Os sinais da decadência vêm de longe…

"Bolsonaro veste chinelo? Jânio vestia alpargatas Sete-Vidas, com sola de borracha." Flávio Aguiar faz um breve panorama das estratégias da direita frente ao Governo Federal desde o fim do Estado Novo até os tempos que correm.

Por Flávio Aguiar.

Nos tempos eleitorais que se seguiram ao fim do Estado Novo, a primeira tentativa oficial da direita era bonita e engomadinha: o Brigadeiro Eduardo Gomes, que voltaria a concorrer. Solteirão, atraía as moças, que fizeram campanha vendendo os bolinhos do chocolate que ganhariam, no Brasil inteiro, o nome da sua patente aeronáutica, menos no Rio Grande do Sul, onde se chamam de “negrinho”. Tinha apoio até da esquerda socialista. Não deu certo. Na prorrogação, Getúlio apoiou Dutra, e este ganhou. Foi um desastre.

• • • • •

# EXERCÍCIOS PROPOSTOS
1. Reescreva de forma mais concisa o parágrafo do texto que se inicia com "Nos tempos eleitorais que se seguiram", mantendo seus fatos principais.
2. Transcreva fielmente o trecho do texto começando em "Os sinais da" e seguindo até "tempos que correm.".

• • • • •

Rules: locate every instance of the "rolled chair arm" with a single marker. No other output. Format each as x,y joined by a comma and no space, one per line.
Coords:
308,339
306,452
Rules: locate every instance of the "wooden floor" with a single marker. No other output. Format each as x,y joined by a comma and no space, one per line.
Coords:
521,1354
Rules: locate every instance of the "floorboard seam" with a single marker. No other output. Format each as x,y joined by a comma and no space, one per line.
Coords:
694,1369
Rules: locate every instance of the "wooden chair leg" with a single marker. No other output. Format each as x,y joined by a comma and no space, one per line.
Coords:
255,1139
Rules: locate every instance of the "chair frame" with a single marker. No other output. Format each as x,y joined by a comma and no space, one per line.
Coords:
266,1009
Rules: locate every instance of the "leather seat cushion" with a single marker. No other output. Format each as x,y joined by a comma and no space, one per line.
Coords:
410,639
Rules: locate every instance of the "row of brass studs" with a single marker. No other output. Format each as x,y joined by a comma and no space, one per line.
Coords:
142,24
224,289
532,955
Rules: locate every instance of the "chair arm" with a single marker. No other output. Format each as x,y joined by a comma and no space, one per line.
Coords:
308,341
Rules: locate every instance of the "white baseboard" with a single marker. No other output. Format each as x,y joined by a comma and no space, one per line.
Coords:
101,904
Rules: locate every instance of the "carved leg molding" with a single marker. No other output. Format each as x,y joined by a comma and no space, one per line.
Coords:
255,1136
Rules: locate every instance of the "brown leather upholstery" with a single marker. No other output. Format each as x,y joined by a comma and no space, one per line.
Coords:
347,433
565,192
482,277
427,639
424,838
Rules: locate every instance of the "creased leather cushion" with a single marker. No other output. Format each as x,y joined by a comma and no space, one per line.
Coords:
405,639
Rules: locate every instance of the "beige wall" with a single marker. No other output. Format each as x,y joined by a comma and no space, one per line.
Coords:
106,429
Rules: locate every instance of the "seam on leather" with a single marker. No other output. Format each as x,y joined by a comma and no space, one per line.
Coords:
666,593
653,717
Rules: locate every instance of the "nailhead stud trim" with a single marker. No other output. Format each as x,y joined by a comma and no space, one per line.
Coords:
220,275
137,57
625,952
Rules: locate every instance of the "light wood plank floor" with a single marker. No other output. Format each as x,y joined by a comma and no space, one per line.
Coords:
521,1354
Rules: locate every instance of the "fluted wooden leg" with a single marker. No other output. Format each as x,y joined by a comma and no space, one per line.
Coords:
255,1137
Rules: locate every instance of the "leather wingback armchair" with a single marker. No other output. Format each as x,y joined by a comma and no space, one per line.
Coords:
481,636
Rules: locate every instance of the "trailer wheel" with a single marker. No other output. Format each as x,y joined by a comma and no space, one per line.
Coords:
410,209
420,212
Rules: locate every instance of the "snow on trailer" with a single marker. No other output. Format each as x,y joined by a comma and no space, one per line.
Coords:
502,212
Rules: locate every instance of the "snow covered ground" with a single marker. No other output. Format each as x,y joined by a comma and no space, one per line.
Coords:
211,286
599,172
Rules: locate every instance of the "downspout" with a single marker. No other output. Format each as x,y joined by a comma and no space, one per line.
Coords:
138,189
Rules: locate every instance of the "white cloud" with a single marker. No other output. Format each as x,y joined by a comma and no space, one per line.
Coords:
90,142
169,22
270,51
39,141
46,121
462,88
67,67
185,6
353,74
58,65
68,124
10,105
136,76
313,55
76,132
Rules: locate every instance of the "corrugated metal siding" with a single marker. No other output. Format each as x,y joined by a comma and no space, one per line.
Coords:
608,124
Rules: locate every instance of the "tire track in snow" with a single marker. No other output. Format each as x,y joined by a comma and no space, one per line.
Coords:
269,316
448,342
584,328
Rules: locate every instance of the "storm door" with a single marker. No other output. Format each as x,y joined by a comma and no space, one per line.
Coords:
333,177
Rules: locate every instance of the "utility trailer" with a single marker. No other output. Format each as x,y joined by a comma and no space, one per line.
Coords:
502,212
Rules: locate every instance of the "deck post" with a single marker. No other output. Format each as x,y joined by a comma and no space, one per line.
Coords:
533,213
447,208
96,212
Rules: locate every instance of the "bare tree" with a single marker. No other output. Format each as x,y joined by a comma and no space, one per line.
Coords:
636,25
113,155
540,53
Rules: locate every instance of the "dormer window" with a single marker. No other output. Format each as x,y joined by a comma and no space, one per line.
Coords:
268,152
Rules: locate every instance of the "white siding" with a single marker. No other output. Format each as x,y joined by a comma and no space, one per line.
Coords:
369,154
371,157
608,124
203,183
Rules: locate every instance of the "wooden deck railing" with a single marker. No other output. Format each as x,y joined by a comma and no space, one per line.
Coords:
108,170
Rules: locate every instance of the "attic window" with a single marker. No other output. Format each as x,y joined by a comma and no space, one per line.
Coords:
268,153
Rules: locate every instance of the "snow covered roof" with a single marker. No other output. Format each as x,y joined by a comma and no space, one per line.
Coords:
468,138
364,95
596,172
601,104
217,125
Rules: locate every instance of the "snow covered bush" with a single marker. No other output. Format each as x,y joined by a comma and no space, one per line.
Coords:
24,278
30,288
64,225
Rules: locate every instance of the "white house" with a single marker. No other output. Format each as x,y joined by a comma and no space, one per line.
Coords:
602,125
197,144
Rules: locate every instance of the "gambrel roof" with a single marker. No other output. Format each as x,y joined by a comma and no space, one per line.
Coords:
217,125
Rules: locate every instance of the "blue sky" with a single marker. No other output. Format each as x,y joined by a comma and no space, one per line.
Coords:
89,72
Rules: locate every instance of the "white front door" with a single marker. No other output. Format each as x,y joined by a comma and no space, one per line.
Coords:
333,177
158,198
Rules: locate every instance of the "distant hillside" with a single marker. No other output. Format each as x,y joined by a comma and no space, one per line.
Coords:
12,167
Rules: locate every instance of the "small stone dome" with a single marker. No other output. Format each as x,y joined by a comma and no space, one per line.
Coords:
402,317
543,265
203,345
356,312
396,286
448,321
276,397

• • • • •

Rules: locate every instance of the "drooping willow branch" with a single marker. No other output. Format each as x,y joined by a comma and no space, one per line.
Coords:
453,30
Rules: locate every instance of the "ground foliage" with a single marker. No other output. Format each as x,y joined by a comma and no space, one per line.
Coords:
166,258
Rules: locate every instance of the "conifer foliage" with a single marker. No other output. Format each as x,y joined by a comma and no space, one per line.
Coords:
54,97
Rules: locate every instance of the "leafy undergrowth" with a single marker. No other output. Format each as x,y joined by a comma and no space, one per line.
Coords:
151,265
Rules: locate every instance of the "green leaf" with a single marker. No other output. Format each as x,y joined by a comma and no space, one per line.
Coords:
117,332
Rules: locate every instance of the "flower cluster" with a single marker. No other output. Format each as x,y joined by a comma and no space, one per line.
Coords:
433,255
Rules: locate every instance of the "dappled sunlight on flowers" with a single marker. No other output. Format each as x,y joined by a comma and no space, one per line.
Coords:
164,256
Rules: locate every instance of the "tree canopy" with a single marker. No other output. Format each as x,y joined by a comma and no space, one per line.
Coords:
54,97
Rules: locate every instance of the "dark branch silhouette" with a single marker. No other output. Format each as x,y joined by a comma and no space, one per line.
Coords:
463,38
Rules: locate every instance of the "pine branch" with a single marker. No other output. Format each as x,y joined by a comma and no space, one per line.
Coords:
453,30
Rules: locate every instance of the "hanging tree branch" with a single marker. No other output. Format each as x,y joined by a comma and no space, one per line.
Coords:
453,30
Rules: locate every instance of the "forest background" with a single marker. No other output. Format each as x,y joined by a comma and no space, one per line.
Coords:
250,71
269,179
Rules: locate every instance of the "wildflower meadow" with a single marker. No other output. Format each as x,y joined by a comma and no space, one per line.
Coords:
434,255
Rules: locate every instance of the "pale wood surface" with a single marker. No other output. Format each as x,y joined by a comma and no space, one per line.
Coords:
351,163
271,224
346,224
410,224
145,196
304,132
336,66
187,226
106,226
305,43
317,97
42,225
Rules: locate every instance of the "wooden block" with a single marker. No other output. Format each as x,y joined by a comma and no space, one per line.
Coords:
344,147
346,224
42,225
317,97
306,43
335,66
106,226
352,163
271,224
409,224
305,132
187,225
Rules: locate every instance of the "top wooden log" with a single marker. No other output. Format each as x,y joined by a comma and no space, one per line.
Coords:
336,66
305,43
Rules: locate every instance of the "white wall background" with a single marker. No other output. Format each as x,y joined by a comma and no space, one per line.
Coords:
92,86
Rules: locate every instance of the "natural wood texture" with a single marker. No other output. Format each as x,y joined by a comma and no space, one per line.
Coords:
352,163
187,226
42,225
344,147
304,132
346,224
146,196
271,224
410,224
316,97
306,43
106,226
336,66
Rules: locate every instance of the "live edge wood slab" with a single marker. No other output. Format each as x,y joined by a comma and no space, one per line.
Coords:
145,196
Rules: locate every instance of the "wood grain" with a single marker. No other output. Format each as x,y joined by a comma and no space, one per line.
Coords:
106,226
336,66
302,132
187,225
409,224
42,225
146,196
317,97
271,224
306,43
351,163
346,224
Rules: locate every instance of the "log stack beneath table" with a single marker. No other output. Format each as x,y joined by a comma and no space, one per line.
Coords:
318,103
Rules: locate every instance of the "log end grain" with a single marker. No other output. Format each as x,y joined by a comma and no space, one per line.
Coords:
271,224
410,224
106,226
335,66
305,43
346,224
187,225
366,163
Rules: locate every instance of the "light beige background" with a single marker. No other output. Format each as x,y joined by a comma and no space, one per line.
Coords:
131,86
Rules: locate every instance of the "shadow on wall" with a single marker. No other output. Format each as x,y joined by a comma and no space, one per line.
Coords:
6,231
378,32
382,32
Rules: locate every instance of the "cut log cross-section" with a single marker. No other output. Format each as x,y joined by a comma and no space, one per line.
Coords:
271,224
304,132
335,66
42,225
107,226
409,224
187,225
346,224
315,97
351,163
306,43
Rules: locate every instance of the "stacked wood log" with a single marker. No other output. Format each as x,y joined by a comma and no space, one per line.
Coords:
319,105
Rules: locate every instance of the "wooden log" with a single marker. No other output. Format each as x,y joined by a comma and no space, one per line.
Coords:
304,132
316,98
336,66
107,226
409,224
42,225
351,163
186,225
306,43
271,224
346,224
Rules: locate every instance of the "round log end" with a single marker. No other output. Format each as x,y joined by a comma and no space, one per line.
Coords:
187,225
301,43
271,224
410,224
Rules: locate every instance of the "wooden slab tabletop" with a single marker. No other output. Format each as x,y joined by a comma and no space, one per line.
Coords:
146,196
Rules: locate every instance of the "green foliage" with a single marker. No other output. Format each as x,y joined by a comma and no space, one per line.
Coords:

• • • • •

# RESPOSTAS DOS EXERCÍCIOS
1. Após o fim do Estado Novo, a primeira candidatura oficial da direita foi a do Brigadeiro Eduardo Gomes, que voltaria a concorrer. Solteirão, atraía as moças. Elas fizeram campanha vendendo bolinhos de chocolate que ganhariam o nome de sua patente em todo o Brasil, exceto no Rio Grande do Sul, onde se chamam "negrinho". Ele contava até com o apoio da esquerda socialista, mas não venceu: na prorrogação, Getúlio apoiou Dutra, que ganhou. Foi um desastre.

2.
Os sinais da decadência vêm de longe…

"Bolsonaro veste chinelo? Jânio vestia alpargatas Sete-Vidas, com sola de borracha." Flávio Aguiar faz um breve panorama das estratégias da direita frente ao Governo Federal desde o fim do Estado Novo até os tempos que correm.